→ GIVEN RECORDS
==============================

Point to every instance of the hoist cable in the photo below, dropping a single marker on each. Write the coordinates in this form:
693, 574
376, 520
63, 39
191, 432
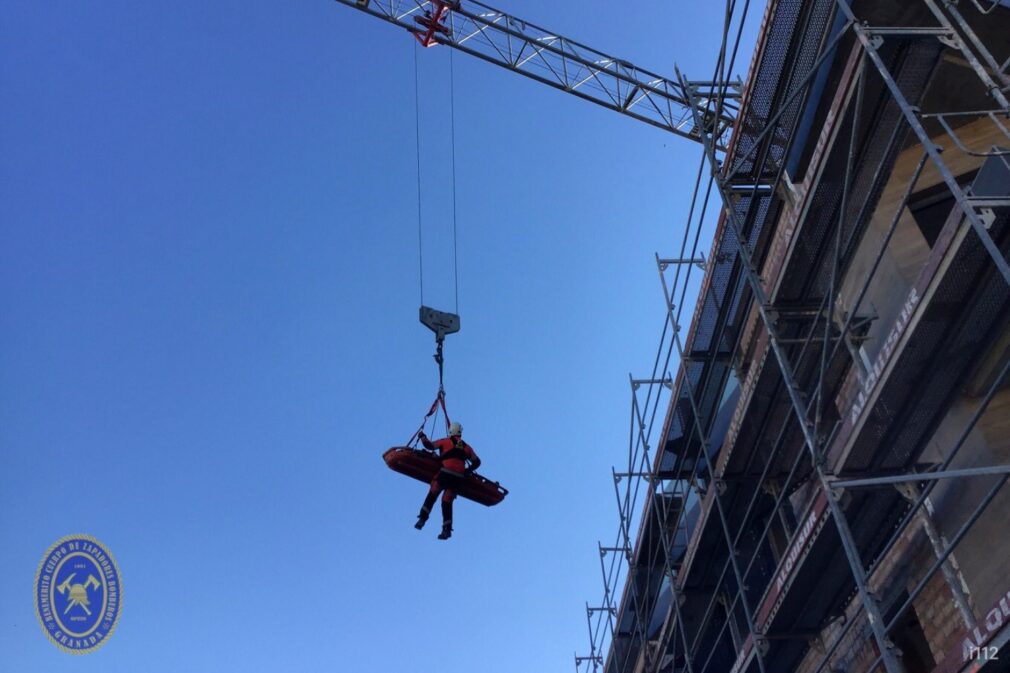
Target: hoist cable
451, 125
417, 154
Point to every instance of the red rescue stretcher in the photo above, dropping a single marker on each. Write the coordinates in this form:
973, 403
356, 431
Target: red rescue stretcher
424, 465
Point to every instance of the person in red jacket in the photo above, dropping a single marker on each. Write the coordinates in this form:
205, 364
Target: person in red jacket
453, 454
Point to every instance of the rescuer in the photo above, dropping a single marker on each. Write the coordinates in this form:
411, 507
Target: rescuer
453, 454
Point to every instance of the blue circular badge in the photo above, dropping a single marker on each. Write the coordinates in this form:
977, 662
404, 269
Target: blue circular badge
78, 594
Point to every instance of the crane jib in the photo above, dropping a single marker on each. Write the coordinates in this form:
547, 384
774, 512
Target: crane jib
550, 59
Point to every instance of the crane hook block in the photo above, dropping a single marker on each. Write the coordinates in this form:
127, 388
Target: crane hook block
439, 322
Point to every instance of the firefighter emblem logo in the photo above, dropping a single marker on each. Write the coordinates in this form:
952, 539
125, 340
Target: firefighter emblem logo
78, 594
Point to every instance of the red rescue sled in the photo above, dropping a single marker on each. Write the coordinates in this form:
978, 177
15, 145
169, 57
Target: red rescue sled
424, 465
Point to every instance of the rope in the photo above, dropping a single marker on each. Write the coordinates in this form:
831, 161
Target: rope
435, 405
417, 154
451, 125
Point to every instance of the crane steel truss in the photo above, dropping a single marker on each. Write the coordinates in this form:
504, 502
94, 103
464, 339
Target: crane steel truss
564, 64
808, 354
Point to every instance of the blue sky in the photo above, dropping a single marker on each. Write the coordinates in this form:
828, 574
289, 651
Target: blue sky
208, 327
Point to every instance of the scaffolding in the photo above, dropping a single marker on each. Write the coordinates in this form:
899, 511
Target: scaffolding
812, 453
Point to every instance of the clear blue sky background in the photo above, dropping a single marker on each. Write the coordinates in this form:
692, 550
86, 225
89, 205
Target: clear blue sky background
208, 327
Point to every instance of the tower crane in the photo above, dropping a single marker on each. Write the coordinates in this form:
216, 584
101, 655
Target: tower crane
546, 57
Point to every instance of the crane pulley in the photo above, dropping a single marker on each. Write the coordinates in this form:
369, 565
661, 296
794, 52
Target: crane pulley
441, 323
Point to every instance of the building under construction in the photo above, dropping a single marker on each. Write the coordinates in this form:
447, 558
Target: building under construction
817, 463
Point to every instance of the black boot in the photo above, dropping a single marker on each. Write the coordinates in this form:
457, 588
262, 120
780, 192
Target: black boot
446, 531
446, 520
422, 516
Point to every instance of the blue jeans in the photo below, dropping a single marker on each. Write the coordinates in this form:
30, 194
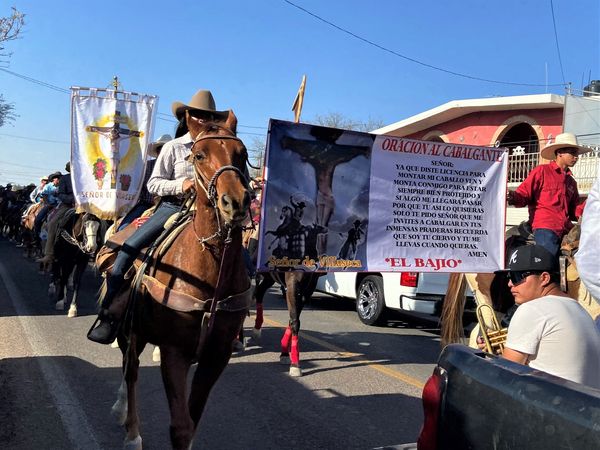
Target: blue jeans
547, 239
39, 219
143, 237
135, 212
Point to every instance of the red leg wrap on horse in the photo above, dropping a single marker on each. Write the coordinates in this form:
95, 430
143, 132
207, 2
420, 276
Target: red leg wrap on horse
295, 352
285, 340
259, 316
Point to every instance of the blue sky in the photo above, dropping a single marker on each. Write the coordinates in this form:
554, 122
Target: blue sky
252, 55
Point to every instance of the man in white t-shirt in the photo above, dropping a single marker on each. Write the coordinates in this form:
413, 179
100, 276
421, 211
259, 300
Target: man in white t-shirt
550, 331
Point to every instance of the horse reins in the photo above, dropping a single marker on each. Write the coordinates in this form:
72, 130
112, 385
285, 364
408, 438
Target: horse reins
210, 187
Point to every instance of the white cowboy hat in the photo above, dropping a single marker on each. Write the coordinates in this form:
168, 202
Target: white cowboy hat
154, 147
563, 140
203, 101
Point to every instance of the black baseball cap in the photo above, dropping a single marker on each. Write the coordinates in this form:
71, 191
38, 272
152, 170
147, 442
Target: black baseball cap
534, 258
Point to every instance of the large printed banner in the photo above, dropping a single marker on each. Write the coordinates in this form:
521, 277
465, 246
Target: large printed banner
110, 132
338, 200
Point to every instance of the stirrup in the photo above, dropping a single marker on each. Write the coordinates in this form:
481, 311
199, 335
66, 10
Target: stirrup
103, 316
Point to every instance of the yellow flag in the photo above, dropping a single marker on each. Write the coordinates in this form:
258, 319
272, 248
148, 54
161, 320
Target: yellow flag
297, 108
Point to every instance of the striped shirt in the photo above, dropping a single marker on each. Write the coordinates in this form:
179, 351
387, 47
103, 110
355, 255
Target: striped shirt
171, 168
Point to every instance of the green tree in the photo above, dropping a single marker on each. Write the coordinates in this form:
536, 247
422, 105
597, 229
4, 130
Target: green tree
339, 120
10, 29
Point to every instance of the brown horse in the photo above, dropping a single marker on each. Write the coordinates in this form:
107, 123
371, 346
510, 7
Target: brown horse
195, 303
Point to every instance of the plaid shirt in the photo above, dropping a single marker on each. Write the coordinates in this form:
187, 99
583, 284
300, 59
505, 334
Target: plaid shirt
145, 196
171, 168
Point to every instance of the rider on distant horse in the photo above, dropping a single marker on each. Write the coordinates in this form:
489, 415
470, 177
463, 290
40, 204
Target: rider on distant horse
66, 202
36, 194
172, 177
50, 196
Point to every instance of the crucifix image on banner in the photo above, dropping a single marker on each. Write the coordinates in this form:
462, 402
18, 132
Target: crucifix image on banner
342, 200
115, 134
109, 139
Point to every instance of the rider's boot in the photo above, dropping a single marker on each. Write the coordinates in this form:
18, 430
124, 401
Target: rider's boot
104, 330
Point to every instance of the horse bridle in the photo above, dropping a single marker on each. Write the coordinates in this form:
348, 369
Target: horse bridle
210, 186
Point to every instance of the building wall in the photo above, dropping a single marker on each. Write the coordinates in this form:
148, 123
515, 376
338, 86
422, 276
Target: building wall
485, 128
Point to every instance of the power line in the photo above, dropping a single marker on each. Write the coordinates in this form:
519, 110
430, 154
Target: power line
416, 61
67, 91
556, 40
33, 80
34, 139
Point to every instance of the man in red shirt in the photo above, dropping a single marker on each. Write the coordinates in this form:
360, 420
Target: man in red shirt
550, 192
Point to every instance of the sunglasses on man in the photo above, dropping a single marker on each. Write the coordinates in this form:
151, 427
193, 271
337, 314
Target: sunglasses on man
517, 278
570, 151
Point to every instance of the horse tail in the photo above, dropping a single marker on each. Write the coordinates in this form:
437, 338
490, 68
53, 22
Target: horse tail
101, 292
452, 311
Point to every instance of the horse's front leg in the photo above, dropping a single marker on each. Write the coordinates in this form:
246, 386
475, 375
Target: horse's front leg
213, 360
174, 366
131, 362
77, 276
259, 294
290, 337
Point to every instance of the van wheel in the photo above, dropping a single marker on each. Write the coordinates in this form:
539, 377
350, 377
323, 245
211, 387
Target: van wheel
370, 303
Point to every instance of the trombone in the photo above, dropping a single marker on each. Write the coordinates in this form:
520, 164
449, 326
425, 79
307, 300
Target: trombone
494, 336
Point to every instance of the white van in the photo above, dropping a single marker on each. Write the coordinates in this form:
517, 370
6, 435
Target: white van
377, 292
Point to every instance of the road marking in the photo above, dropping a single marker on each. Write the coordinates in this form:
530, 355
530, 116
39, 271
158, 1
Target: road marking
74, 420
354, 357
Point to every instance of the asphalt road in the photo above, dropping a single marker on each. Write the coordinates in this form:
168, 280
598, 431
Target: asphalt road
361, 386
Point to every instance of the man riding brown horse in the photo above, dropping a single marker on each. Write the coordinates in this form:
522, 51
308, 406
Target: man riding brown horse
172, 178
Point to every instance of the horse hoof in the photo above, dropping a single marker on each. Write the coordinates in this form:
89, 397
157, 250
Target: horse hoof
119, 412
238, 346
256, 333
156, 354
295, 371
133, 444
72, 311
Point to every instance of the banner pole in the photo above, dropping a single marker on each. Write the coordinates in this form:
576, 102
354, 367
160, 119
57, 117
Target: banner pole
299, 100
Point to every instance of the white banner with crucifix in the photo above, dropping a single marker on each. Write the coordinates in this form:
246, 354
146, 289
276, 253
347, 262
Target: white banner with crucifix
110, 132
340, 200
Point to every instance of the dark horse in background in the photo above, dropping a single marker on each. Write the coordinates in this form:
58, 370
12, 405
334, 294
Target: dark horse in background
299, 287
77, 241
194, 300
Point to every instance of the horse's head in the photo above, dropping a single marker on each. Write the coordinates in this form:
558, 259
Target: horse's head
219, 158
91, 225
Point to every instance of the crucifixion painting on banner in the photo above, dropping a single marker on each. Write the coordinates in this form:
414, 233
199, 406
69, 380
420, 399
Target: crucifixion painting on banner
110, 134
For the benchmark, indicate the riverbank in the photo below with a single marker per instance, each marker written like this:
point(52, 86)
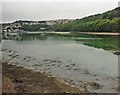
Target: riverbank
point(20, 80)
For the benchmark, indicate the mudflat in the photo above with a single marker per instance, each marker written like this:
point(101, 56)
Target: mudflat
point(20, 80)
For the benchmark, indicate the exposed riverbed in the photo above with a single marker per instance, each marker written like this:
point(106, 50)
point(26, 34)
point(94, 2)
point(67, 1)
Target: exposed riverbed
point(70, 61)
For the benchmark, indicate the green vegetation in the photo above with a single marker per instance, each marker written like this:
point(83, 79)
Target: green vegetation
point(106, 22)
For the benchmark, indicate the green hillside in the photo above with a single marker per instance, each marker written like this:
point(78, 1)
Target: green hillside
point(105, 22)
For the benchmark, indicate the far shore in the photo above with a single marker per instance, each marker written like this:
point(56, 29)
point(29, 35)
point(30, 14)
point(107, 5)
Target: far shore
point(66, 33)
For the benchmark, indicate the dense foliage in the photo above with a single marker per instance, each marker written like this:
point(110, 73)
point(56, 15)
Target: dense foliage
point(106, 22)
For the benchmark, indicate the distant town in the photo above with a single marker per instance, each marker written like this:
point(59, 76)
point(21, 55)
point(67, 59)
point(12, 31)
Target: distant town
point(16, 26)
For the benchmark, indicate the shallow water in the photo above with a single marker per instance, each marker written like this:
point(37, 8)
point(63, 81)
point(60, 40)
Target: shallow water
point(66, 59)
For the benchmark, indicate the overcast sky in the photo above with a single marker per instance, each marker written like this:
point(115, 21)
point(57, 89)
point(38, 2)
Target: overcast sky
point(13, 10)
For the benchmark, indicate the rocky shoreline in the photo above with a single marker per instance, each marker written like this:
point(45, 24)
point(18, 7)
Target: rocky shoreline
point(25, 79)
point(20, 80)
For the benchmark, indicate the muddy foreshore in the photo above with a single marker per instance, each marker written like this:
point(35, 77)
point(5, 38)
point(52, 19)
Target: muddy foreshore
point(20, 80)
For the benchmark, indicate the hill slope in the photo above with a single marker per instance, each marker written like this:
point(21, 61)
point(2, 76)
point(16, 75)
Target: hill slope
point(105, 22)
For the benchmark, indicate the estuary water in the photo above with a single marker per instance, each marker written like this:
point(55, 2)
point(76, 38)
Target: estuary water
point(66, 59)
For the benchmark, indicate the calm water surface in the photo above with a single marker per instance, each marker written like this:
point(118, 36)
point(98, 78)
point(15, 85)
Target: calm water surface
point(74, 58)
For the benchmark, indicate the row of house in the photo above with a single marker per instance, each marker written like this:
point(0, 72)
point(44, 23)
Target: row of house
point(16, 26)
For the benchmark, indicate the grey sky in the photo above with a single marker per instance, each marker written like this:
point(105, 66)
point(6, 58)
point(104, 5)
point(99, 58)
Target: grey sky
point(12, 11)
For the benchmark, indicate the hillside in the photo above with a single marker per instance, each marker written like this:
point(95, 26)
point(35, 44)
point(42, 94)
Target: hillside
point(105, 22)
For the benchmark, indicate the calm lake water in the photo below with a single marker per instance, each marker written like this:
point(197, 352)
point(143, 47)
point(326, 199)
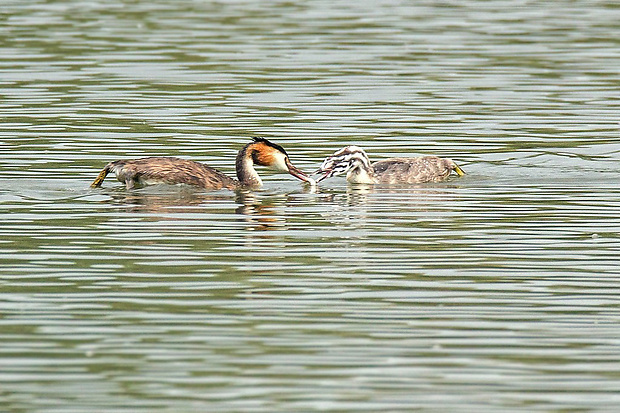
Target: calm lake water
point(494, 292)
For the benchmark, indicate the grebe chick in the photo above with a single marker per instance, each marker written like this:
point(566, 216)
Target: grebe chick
point(168, 170)
point(353, 161)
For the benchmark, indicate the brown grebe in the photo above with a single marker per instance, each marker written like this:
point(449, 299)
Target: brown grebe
point(353, 161)
point(169, 170)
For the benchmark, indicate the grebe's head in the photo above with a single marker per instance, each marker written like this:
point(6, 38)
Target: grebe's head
point(273, 156)
point(343, 161)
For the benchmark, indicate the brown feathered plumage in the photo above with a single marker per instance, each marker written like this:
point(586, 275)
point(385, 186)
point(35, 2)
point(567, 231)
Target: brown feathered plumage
point(169, 170)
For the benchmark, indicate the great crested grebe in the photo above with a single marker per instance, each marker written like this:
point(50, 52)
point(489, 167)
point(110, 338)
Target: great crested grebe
point(353, 161)
point(169, 170)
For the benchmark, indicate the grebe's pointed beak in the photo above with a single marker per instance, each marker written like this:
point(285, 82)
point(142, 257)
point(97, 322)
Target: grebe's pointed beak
point(297, 173)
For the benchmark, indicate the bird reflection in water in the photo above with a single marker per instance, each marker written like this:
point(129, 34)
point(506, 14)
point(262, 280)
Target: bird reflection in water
point(260, 213)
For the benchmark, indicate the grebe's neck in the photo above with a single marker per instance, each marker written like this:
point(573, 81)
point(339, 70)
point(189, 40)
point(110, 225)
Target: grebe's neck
point(361, 175)
point(246, 174)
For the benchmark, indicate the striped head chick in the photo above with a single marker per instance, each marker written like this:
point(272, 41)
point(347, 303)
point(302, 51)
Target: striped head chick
point(350, 160)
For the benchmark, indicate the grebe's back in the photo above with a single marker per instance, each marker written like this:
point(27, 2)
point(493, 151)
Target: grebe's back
point(353, 161)
point(170, 170)
point(166, 170)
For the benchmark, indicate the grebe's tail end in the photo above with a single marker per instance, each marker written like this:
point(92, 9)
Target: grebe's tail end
point(99, 180)
point(458, 170)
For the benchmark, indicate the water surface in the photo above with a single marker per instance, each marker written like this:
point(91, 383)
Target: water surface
point(493, 292)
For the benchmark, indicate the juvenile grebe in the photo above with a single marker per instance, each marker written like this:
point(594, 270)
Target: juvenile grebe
point(168, 170)
point(353, 161)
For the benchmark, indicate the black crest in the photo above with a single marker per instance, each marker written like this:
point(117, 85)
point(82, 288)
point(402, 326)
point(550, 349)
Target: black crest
point(269, 143)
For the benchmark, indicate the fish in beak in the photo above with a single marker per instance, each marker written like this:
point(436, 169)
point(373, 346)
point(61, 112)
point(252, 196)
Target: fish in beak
point(327, 173)
point(297, 173)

==============================

Recast the stretch of the records that opens with the line containing "For the benchmark, indicate the riverbank" and closes with the line containing "point(66, 33)" as a Markdown table with the columns Row and Line, giving each non-blank line a numbered row. Omit the pictures from the table.

| Row | Line |
|---|---|
| 1 | For the benchmark, indicate the riverbank in the photo below with a single marker per instance, each marker written like this: |
| 2 | point(52, 86) |
| 3 | Target: riverbank |
| 4 | point(20, 80) |
| 5 | For the benchmark, indicate the mudflat in the photo above with a single marker per instance, each marker written like this: |
| 6 | point(101, 56) |
| 7 | Target: mudflat |
| 8 | point(20, 80) |
| 9 | For the benchmark, indicate the exposed riverbed in the photo above with a single marker per instance, each marker written like this: |
| 10 | point(106, 50) |
| 11 | point(26, 34) |
| 12 | point(94, 2) |
| 13 | point(67, 1) |
| 14 | Target: exposed riverbed |
| 15 | point(70, 61) |
| 16 | For the benchmark, indicate the green vegetation in the photo above with a single marker per instance, each marker written like this: |
| 17 | point(83, 79) |
| 18 | Target: green vegetation |
| 19 | point(106, 22) |
| 20 | For the benchmark, indicate the green hillside in the photo above with a single marker per instance, each marker written like this: |
| 21 | point(78, 1) |
| 22 | Target: green hillside |
| 23 | point(105, 22) |
| 24 | For the benchmark, indicate the far shore in the photo above with a single marker per instance, each marker written like this: |
| 25 | point(56, 29) |
| 26 | point(29, 35) |
| 27 | point(30, 14) |
| 28 | point(107, 5) |
| 29 | Target: far shore |
| 30 | point(66, 33) |